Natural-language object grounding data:
....

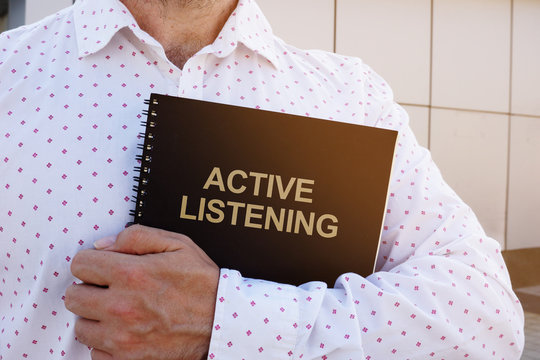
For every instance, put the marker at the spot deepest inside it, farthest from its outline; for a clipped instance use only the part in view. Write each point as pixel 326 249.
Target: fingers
pixel 86 301
pixel 96 267
pixel 100 355
pixel 142 240
pixel 91 333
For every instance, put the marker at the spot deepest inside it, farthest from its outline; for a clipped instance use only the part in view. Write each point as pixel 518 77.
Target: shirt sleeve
pixel 441 289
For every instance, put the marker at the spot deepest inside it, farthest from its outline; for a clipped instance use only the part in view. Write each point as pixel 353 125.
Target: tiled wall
pixel 468 73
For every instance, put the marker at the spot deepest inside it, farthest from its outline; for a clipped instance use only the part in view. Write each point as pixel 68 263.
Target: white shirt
pixel 71 95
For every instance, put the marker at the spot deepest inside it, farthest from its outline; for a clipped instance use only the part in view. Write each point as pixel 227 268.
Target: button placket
pixel 191 81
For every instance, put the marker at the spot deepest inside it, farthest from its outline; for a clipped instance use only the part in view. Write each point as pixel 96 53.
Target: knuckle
pixel 123 310
pixel 69 297
pixel 75 262
pixel 131 274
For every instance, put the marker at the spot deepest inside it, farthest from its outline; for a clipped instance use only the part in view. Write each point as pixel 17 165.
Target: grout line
pixel 430 74
pixel 471 110
pixel 509 124
pixel 335 25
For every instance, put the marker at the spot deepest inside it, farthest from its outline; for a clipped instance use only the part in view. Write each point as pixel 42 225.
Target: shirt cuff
pixel 254 318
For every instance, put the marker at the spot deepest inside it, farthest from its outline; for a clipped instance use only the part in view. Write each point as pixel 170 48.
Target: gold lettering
pixel 183 214
pixel 271 216
pixel 220 214
pixel 290 220
pixel 300 189
pixel 215 178
pixel 283 193
pixel 250 215
pixel 258 177
pixel 300 218
pixel 270 186
pixel 235 205
pixel 332 228
pixel 230 179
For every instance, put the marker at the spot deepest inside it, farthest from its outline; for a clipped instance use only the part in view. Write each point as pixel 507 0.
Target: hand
pixel 149 295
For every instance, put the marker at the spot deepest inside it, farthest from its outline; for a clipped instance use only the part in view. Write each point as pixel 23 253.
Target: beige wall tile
pixel 3 23
pixel 419 122
pixel 526 58
pixel 471 54
pixel 471 149
pixel 524 192
pixel 307 24
pixel 393 37
pixel 38 9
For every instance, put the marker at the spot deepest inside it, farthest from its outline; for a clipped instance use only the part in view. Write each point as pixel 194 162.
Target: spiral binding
pixel 145 159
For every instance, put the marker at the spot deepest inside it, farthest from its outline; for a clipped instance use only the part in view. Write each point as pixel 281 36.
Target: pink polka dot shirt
pixel 71 96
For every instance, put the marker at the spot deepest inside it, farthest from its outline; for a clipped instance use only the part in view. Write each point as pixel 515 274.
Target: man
pixel 71 91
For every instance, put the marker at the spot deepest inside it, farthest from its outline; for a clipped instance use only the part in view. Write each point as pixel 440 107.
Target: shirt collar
pixel 98 21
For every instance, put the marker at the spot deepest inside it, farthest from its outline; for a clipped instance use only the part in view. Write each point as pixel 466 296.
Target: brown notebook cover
pixel 276 196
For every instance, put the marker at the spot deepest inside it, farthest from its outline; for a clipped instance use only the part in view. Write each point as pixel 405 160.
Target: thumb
pixel 142 240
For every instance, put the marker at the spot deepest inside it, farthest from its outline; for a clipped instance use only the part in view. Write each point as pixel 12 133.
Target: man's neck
pixel 183 27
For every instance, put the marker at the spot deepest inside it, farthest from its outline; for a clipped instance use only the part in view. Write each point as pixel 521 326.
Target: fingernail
pixel 105 242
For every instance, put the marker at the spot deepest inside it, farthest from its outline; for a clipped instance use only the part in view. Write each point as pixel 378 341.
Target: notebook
pixel 275 196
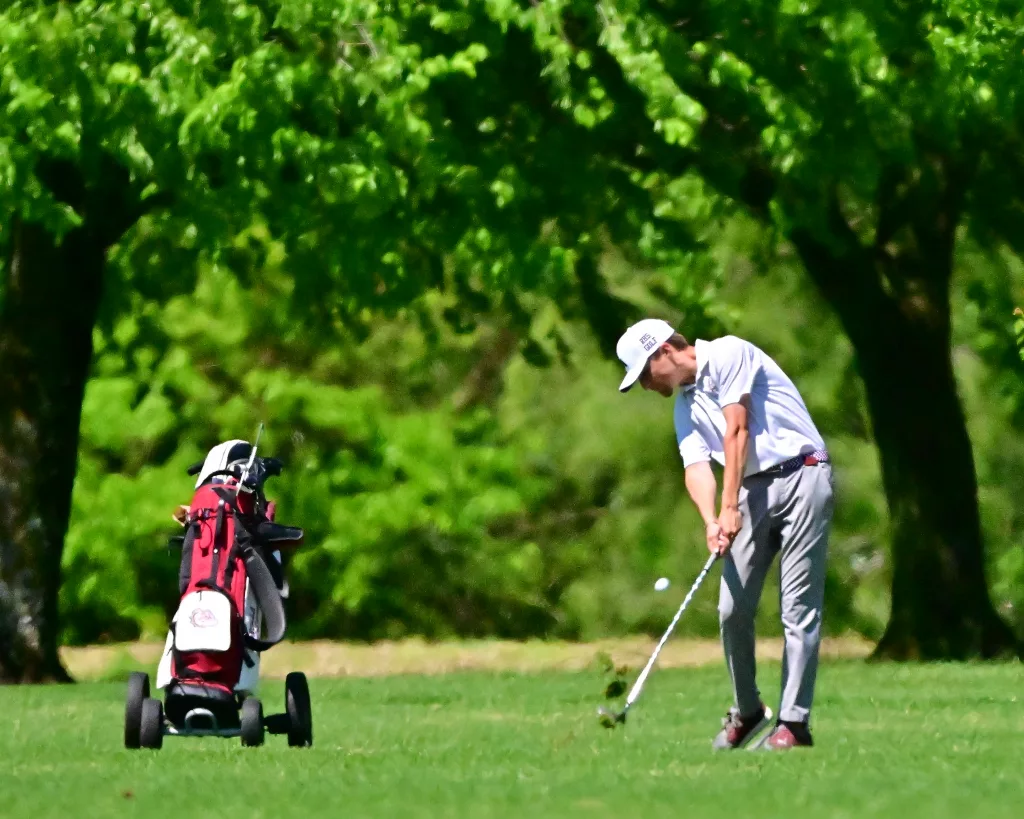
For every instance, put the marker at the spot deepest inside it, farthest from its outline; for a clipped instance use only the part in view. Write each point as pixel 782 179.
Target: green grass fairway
pixel 901 741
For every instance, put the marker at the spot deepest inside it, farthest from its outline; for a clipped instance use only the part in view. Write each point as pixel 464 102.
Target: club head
pixel 608 718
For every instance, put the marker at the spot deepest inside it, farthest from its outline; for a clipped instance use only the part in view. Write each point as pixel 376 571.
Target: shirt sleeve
pixel 736 363
pixel 691 446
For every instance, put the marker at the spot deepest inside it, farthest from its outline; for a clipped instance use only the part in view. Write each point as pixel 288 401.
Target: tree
pixel 139 138
pixel 868 137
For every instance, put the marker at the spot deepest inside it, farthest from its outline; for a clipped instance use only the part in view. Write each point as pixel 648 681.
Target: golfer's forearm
pixel 701 486
pixel 734 445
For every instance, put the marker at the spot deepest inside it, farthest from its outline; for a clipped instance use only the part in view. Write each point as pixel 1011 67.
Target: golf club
pixel 610 719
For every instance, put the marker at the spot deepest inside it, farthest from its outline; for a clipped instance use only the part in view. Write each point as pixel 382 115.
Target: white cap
pixel 636 345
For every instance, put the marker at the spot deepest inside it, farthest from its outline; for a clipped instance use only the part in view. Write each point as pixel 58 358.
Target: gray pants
pixel 791 515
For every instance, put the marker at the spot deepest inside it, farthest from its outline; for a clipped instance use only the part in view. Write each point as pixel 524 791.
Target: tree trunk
pixel 49 306
pixel 895 308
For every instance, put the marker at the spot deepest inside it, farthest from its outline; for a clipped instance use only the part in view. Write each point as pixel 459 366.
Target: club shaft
pixel 635 691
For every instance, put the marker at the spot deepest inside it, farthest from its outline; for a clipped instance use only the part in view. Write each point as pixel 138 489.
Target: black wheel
pixel 138 690
pixel 300 715
pixel 252 723
pixel 151 733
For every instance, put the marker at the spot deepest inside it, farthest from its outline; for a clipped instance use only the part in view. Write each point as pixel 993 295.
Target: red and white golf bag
pixel 230 582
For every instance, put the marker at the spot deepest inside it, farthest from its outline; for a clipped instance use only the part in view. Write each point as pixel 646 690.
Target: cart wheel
pixel 300 716
pixel 151 733
pixel 252 723
pixel 138 691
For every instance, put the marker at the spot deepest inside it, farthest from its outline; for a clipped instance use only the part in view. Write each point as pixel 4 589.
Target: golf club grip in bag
pixel 222 550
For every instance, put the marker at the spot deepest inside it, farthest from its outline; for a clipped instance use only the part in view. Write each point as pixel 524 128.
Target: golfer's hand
pixel 716 543
pixel 731 521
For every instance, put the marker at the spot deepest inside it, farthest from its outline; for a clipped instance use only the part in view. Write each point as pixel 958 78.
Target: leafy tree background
pixel 406 236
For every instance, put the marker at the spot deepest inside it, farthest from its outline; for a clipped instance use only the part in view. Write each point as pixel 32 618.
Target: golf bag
pixel 230 586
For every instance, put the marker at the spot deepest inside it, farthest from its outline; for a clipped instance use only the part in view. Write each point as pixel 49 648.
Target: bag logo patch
pixel 203 618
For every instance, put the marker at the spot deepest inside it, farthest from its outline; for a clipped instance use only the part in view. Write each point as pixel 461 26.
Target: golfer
pixel 737 407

....

_Exercise objective_
Since the pictures are not wanted, copy only the text of the records above, exactly.

_Solution for this problem_
For every instance, put the marker at the spot deepest inside it, farthest from its outline; for a clipped instance use only the part in view. Write each point as pixel 326 249.
Target: fingers
pixel 86 301
pixel 96 267
pixel 100 355
pixel 142 240
pixel 91 333
For every instance, put the marker at the spot deepest inside it, farthest from its outline; for a clipped instance use only the part in view. Write each point as pixel 518 77.
Target: shirt sleeve
pixel 441 289
For every instance, put the marker at the spot deepest inside it, farthest from its outline; for a clipped instance use only the part in view. Write each point as pixel 353 125.
Target: tiled wall
pixel 468 73
For every instance, put the marker at the spot deepest inside it, farthest from its outline; for a clipped instance use only the part in view. Write each point as pixel 68 263.
Target: white shirt
pixel 71 95
For every instance, put the marker at the spot deepest inside it, farthest from its outline; for a clipped instance use only the part in view. Write each point as pixel 227 268.
Target: button placket
pixel 191 81
For every instance, put the marker at the spot deepest inside it, farthest from its outline; for a clipped instance use only the part in view. Write each point as pixel 96 53.
Target: knuckle
pixel 123 310
pixel 69 297
pixel 75 262
pixel 131 274
For every instance, put the marker at the spot deepest inside it, farthest from its outline; for a clipped instance use only the part in view. Write each point as pixel 17 165.
Target: grout line
pixel 430 74
pixel 471 110
pixel 509 124
pixel 335 25
For every instance, put the marker at the spot deepest inside it, farthest from its outline; for a clipped instance use only the part in view. Write each point as pixel 42 225.
Target: shirt cuff
pixel 254 318
For every instance, put the marker at the spot deepest inside it, farthest from its outline; for a clipped instance use only the part in view. Write each point as pixel 170 48.
Target: gold lettering
pixel 183 214
pixel 271 216
pixel 220 214
pixel 290 220
pixel 300 189
pixel 215 178
pixel 283 193
pixel 250 215
pixel 258 177
pixel 300 218
pixel 270 186
pixel 235 205
pixel 332 228
pixel 230 179
For every instance, put the marker at the spot deepest inside it, farthest from its outline; for a clipped instance use only the part in view. Write each point as pixel 507 0.
Target: hand
pixel 149 295
For every instance, put the marker at the spot deepest inside it, farthest from its outline; for a clipped instance use only the part in view. Write each point as pixel 23 253.
Target: beige wall tile
pixel 3 23
pixel 419 122
pixel 526 58
pixel 471 54
pixel 471 149
pixel 524 192
pixel 307 24
pixel 393 37
pixel 38 9
For every instance, put the marker at the spot deepest inside it, farthest from its outline; for a clipped instance use only the part in view. Write each point as pixel 194 162.
Target: spiral binding
pixel 145 159
For every instance, put the marker at the spot deepest inside it, farthest from its outline; for a clipped instance use only the part in view. Write each point as pixel 281 36.
Target: pink polka dot shirt
pixel 71 96
For every instance, put the marker at the spot deepest inside it, farthest from its outline; for a clipped instance use only the part in view. Write each point as pixel 515 274.
Target: man
pixel 71 91
For every instance, put the marker at the spot deepest inside it, farthest from its outline; for a clipped instance use only the part in view. Write each point as pixel 440 107.
Target: shirt collar
pixel 98 21
For every instance, put the marker at the spot deepest inside it, farthest from its outline; for a clipped instance use only the part in view. Write each point as pixel 466 296.
Target: brown notebook cover
pixel 276 196
For every instance, put the marker at the spot deepest inside it, farthest from its outline; for a clipped instance use only the part in view. Write each point as pixel 405 160.
Target: thumb
pixel 142 240
For every instance, put the marker at the spot deepest inside it, farthest from its outline; for a clipped instance use only the part in view. Write each point as pixel 12 133.
Target: man's neck
pixel 183 27
For every instance, put the marker at the spot deepest inside it, farthest from its outline; for a clipped instance use only the part in view. Write each point as pixel 521 326.
Target: fingernail
pixel 105 242
For every instance, put the marker at the spot deepest inside it, farthest from its outline; for a clipped instance use only the part in view. Write each point as pixel 378 341.
Target: notebook
pixel 275 196
For every instance, put the marker at the spot deepest inside it, farthest from its outline; for a clipped instance use only the part in view. Write each point as pixel 782 179.
Target: green grass fairway
pixel 901 741
For every instance, put the marker at the spot deepest inside it, farthest from its outline; for a clipped instance use only the part in view. Write each point as pixel 464 102.
Target: club head
pixel 608 718
For every instance, put the marker at the spot deepest inside it, farthest from its outline; for a clipped instance use only the part in view. Write each point as pixel 376 571.
Target: shirt sleeve
pixel 736 363
pixel 691 446
For every instance, put the marker at the spot deepest inside it, farthest from its outline; for a clipped instance use only the part in view. Write each point as pixel 288 401.
Target: tree
pixel 139 138
pixel 868 137
For every instance, put the marker at the spot deepest inside it, farthest from its outline; for a clipped instance use only the part in view. Write each point as pixel 648 681.
Target: golfer's forearm
pixel 701 486
pixel 734 445
For every instance, put the marker at the spot deepest inside it, farthest from its outline; for a clipped instance use only the part in view. Write each point as pixel 1011 67.
Target: golf club
pixel 610 719
For every instance, put the marker at the spot deepest inside it, farthest from its outline; for a clipped instance use only the part in view. Write each point as pixel 382 115.
Target: white cap
pixel 636 345
For every instance, put the marker at the spot deepest inside it, farthest from its outline; for a clipped instance use only the part in view. Write each point as pixel 58 358.
Target: gray pants
pixel 791 515
For every instance, put the marker at the spot deepest inside it, farthest from its outline; for a clipped instance use only the part in view. Write each point as pixel 524 791.
Target: tree trunk
pixel 49 306
pixel 895 308
For every instance, put the marker at the spot deepest inside it, farthest from its outline; for a clipped instance use only the part in view. Write each point as pixel 459 366.
Target: club shaft
pixel 635 691
For every instance, put the marker at the spot deepest inside it, farthest from its outline; for a clipped instance use only the part in view. Write each point as pixel 138 489.
Target: black wheel
pixel 138 690
pixel 300 715
pixel 252 723
pixel 151 733
For every instance, put the marker at the spot deepest inside it, farthest from its outline; for a clipped instance use only the part in view. Write each point as pixel 993 295.
Target: red and white golf bag
pixel 230 582
For every instance, put the marker at the spot deepest inside it, farthest from its outline; for a clipped instance use only the part in view. Write each point as pixel 646 690.
Target: cart wheel
pixel 300 716
pixel 151 733
pixel 252 723
pixel 138 691
For every instance, put the marker at the spot deepest inside it, farthest from its outline; for a clipped instance use only the part in view. Write each point as pixel 4 589.
Target: golf club grip in bag
pixel 222 550
For every instance, put the marker at the spot deepest inside it, farthest from its outline; for a clipped instance use only the part in view. Write each point as pixel 524 128.
Target: golfer's hand
pixel 716 543
pixel 731 521
For every instance, put the marker at the spot deepest inside it, farthest from its outline; for a clipped instance use only the part in view. Write each point as pixel 958 78.
Target: leafy tree background
pixel 406 236
For every instance, put the marker at the spot deepest inside it, farthest from its outline; for a clipped instance use only the part in view. Write each point as pixel 32 618.
Target: golf bag
pixel 230 586
For every instance, put the marker at the spot deepest inside it, farthest from its outline; for a clipped instance use only the part in view. Write each point as pixel 49 648.
Target: bag logo patch
pixel 203 618
For every instance, put the marker at the spot deepest inside it, farthest from its outline; for a clipped instance use only the part in view. Write each point as pixel 461 26.
Target: golfer
pixel 737 407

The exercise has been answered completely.